# ASSIGNMENT
From the line bearing "the white cloud" down to the final line of the records below, give every line again exactly and add nothing.

Referring expression pointing data
= = = = =

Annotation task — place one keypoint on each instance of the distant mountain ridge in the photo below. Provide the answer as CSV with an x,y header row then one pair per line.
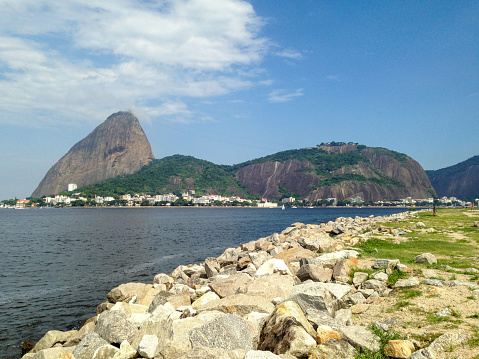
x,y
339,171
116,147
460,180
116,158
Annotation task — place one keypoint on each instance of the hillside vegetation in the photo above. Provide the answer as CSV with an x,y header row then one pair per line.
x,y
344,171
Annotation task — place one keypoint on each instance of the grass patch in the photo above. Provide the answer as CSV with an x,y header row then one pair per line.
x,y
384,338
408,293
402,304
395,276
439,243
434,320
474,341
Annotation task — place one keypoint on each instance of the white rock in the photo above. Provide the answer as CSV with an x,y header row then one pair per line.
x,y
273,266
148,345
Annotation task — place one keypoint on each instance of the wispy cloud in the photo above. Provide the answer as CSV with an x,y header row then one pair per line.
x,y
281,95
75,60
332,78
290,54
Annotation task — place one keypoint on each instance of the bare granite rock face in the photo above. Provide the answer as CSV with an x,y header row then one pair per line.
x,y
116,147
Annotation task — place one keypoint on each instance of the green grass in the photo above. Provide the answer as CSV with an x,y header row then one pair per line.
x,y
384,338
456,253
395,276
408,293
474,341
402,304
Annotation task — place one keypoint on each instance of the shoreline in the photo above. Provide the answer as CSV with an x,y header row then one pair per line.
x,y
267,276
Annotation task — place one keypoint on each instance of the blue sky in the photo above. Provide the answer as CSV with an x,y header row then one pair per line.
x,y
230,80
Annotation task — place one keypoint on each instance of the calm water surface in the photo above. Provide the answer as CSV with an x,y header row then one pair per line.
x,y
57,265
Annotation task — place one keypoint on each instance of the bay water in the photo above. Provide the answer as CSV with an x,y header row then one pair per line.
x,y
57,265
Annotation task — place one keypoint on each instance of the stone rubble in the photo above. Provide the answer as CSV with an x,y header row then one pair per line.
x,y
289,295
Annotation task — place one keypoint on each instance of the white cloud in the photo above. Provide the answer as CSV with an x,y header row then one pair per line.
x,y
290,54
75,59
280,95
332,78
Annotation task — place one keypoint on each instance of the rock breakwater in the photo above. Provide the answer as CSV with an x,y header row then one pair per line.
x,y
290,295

= = = = =

# OUTPUT
Annotation task — place one keypoint on each instance of the white cloud in the photo above. Provide the answer as CSV with an x,y header row then one pair per line.
x,y
290,54
75,59
280,95
332,78
Annotation task — place one keypoint on each instance of the rock breakwater in the photo above. Provide the answer as CSV with an x,y header row then one pair per line.
x,y
290,295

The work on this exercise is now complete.